> _What you are asked to do_:
The records should be written out in full, with nothing altered.

> _Provided material_:
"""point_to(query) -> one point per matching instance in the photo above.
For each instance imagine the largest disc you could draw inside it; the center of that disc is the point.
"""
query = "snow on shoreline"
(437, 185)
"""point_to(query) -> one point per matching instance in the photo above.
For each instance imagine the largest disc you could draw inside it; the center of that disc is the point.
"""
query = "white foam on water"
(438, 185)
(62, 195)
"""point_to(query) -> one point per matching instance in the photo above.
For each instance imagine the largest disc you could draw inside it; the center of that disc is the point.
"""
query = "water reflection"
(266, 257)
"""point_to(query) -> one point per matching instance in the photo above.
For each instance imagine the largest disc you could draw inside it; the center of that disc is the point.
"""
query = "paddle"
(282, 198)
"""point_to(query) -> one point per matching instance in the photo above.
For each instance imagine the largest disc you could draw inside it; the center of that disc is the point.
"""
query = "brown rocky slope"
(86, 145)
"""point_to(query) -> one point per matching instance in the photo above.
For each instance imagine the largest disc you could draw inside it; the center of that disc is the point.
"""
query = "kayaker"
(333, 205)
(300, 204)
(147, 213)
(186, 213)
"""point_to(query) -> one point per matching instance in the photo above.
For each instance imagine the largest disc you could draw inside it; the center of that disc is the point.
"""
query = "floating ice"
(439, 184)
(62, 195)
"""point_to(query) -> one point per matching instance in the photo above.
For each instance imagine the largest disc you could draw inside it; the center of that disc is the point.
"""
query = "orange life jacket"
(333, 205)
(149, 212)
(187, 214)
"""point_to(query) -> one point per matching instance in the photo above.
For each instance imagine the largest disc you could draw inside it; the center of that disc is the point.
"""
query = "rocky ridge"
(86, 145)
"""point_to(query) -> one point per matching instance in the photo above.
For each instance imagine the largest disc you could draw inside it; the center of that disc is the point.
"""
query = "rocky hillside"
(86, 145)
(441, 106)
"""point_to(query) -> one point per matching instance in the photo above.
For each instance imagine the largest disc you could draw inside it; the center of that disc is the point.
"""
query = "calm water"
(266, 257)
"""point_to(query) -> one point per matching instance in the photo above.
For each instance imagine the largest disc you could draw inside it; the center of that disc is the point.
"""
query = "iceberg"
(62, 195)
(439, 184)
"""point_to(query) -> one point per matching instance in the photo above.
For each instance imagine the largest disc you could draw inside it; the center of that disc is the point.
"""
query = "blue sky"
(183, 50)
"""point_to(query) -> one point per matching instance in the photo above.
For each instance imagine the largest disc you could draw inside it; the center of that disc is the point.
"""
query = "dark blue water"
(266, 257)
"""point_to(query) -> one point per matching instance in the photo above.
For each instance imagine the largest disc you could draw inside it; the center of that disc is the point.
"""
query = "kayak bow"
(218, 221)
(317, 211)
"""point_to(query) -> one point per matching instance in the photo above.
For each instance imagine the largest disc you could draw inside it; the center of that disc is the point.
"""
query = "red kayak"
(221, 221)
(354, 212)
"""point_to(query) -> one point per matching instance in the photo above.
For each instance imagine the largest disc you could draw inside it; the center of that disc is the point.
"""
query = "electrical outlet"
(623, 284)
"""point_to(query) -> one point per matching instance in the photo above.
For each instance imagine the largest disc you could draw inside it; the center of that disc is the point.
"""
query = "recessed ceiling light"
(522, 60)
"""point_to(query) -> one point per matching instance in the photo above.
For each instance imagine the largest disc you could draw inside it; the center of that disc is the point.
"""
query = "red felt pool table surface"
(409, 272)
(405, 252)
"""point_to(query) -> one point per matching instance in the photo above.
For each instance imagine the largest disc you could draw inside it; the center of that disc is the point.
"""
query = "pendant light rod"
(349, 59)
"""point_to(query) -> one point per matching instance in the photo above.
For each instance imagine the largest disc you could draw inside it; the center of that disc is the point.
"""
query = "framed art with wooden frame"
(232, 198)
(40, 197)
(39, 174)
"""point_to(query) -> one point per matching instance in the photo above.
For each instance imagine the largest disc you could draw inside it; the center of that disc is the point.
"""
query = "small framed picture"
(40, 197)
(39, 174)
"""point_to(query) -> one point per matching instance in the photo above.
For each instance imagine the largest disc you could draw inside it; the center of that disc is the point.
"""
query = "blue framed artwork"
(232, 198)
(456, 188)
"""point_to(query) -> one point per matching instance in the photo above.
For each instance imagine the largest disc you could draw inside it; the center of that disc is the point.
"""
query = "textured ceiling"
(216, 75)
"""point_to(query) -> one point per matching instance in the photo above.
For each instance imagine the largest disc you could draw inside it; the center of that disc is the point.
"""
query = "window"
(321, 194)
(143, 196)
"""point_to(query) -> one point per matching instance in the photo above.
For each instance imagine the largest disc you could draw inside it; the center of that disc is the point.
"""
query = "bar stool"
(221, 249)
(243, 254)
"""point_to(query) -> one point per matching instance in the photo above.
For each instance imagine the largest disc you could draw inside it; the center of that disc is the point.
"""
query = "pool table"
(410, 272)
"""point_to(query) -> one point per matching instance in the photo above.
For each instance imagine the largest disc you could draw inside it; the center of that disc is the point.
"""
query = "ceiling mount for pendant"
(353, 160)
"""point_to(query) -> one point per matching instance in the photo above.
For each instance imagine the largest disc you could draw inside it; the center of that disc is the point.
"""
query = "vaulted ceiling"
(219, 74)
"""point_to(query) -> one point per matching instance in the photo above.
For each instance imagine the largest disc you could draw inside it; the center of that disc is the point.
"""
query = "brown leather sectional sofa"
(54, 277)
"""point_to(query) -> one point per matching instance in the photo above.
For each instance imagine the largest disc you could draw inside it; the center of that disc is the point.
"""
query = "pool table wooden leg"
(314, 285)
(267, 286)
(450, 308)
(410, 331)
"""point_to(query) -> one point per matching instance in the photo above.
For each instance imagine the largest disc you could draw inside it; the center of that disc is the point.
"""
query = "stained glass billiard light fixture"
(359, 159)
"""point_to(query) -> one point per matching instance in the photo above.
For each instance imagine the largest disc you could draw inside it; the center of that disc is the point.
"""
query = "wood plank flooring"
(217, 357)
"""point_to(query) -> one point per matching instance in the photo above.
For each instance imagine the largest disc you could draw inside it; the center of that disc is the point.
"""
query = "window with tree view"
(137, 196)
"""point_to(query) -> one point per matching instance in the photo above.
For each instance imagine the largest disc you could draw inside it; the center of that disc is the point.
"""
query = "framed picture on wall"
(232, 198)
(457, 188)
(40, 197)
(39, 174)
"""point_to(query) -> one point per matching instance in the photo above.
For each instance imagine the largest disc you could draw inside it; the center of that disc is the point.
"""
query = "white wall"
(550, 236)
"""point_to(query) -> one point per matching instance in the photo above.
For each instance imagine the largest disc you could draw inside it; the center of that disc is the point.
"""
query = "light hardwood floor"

> _The response_:
"""point_to(query) -> one point per matching instance in the photo above.
For each instance imagine the largest disc you could draw inside it; the center of that disc is the point.
"""
query = "snow on shoreline"
(437, 185)
"""point_to(query) -> one point per matching instance in the photo above.
For each instance imagine the largest disc you could draw inside it; the center of that disc is the point.
"""
query = "white foam on water"
(438, 185)
(62, 195)
"""point_to(query) -> one point per matching instance in the photo above.
For each instance imagine the largest disc you could draw inside it; the center of that disc is the point.
"""
query = "water reflection"
(266, 257)
"""point_to(query) -> one point per matching instance in the photo above.
For each instance imagine the largest disc you could draw inside it; the center of that disc is the point.
"""
query = "paddle"
(282, 198)
"""point_to(query) -> one point per matching instance in the photo above.
For each instance imagine the largest disc you could draw inside it; the center of that disc is the point.
"""
query = "brown rocky slope"
(86, 145)
"""point_to(query) -> one point per matching instance in the photo above.
For each instance imagine the largest disc you could draw inside it; the center of that disc is the point.
"""
query = "kayaker"
(333, 205)
(300, 204)
(147, 213)
(186, 213)
"""point_to(query) -> one point per matching instance in the photo above.
For each instance imagine the largest disc you could draw inside it; the center of that disc is the point.
"""
query = "floating ice"
(439, 184)
(62, 195)
"""point_to(query) -> one point per matching instance in the photo above.
For each instance imagine the largest disc you could draw inside it; the center of that disc is the point.
"""
query = "orange life jacket"
(333, 205)
(149, 212)
(187, 214)
"""point_to(query) -> one point per matching instance in the photo above.
For each instance imagine the largest disc you could draw inside it; the center of that disc is the point.
"""
query = "rocky ridge"
(86, 145)
"""point_to(query) -> one point per matching instance in the photo above.
For each instance imagine the largest disc you could draw inside it; the center of that disc is the point.
"""
query = "rocky hillside"
(86, 145)
(441, 106)
"""point_to(query) -> one point per matching instance in the photo above.
For each instance imagine the largest disc you could draw inside it; the center of that disc is the point.
"""
query = "calm water"
(266, 257)
"""point_to(query) -> one point per matching instance in the photo above.
For each instance imagine the largest disc you could draw inside it; the center of that disc is the point.
"""
query = "iceberg"
(62, 195)
(439, 184)
"""point_to(query) -> one point per matching instance in the photo above.
For each instance imagine the largest disc you could draw inside it; the center of that disc is the point.
"""
query = "blue sky"
(183, 50)
"""point_to(query) -> one point per matching instance in the photo above.
For each instance imagine the largest disc you could draw inside it; the center of that disc is the point.
"""
query = "dark blue water"
(266, 257)
"""point_to(query) -> one point per matching instance in the photo above.
For each instance imagine the largest disc you could draw inside it; the center of that disc is the point.
"""
query = "kayak bow"
(218, 221)
(317, 211)
"""point_to(query) -> one point per matching instance in the photo above.
For each instance imagine the largest disc you could draw inside it; the center of that disc is the point.
"""
query = "red kayak"
(221, 221)
(354, 212)
"""point_to(query) -> one point per matching instance in the photo above.
For each instance imagine the largest disc you could draw inside it; the center of that disc is the point.
"""
query = "electrical outlet"
(623, 284)
"""point_to(query) -> one point per matching instance in the photo above.
For each instance imagine the largest disc you could draw inside it; the center of that disc is the point.
"""
query = "recessed ceiling light"
(522, 60)
"""point_to(query) -> one point per matching instance in the photo above.
For each instance imagine the largest disc you could draw inside it; the center of that disc is the point.
"""
query = "red felt pool table surface"
(409, 272)
(405, 252)
"""point_to(query) -> one point per matching instance in the photo above.
For each instance imagine the largest disc you could draw inside it; the center of that disc is the point.
"""
query = "pendant light rod"
(349, 59)
"""point_to(query) -> one point per matching instance in the photo above.
For each instance imagine the largest disc you could draw inside it; the center of that disc is the point.
"""
query = "framed art with wooden frame"
(232, 198)
(40, 197)
(39, 174)
"""point_to(query) -> one point per matching instance in the photo above.
For each instance imagine the largest disc you could draw inside it; the center of that disc is the point.
"""
query = "small framed picture"
(40, 197)
(39, 174)
"""point_to(query) -> one point per matching instance in the photo above.
For each instance imagine the largest disc you could draw inside it; the center of that disc is the point.
"""
query = "blue framed artwork"
(232, 198)
(456, 188)
"""point_to(query) -> one point per matching instance in the photo above.
For each instance imagine the largest disc you could draw inside it; the center of that disc is the point.
"""
query = "textured ceiling"
(216, 75)
"""point_to(query) -> one point per matching instance in the photo above.
For each instance imagine the largest disc you could draw inside it; the center of that disc is the point.
"""
query = "window"
(321, 194)
(143, 196)
"""point_to(query) -> one point per matching instance in the photo above.
For each instance imagine the largest disc you could draw inside it; the center of that disc is the point.
"""
query = "bar stool"
(221, 249)
(243, 254)
"""point_to(query) -> one point per matching instance in the photo above.
For each instance imagine the largest disc you could draw inside it; the center of that disc is the point.
"""
query = "pool table"
(410, 272)
"""point_to(query) -> one point per matching instance in the photo above.
For each instance imagine the largest disc you could draw inside it; the center of that disc is the point.
"""
query = "ceiling mount for pendant"
(353, 160)
"""point_to(query) -> one point per matching instance in the photo above.
For each instance imagine the largest disc you could draw inside it; the center of that disc is the point.
"""
query = "vaulted ceiling"
(219, 74)
"""point_to(query) -> one point per matching instance in the photo above.
For each instance imagine the largest disc you could draw inside it; the center of that disc is the point.
"""
query = "brown leather sectional sofa"
(54, 277)
"""point_to(query) -> one point per matching instance in the photo above.
For each instance imagine the largest disc you could draw inside it; the center of that disc is the point.
"""
query = "pool table wooden leg"
(314, 285)
(267, 286)
(450, 308)
(410, 331)
"""point_to(query) -> one point per matching instance in the photo above.
For each instance imagine the largest disc you could draw inside it; the center of that disc is the point.
"""
query = "stained glass billiard light fixture"
(359, 159)
"""point_to(query) -> one point per matching instance in the photo above.
For each instance imagine the largest disc you could draw inside it; the center of that disc is the point.
"""
query = "wood plank flooring"
(217, 357)
"""point_to(query) -> one point per matching instance in the photo above.
For each instance imagine the largest disc you could draw inside it; the center of that disc is the point.
"""
query = "window with tree view"
(137, 196)
"""point_to(query) -> one point per matching instance in the photo above.
For each instance imagine the largest disc you could draw inside it; the center of that disc is the point.
"""
query = "framed picture on wall"
(232, 198)
(457, 188)
(40, 197)
(39, 174)
"""point_to(query) -> one point per matching instance in the photo above.
For each instance imagine the largest disc you could draw inside it; the center of that disc is the point.
"""
query = "white wall"
(550, 236)
"""point_to(query) -> one point per matching instance in the photo above.
For each instance imagine the largest disc you could draw inside it; the center of that disc is the point.
"""
query = "light hardwood floor"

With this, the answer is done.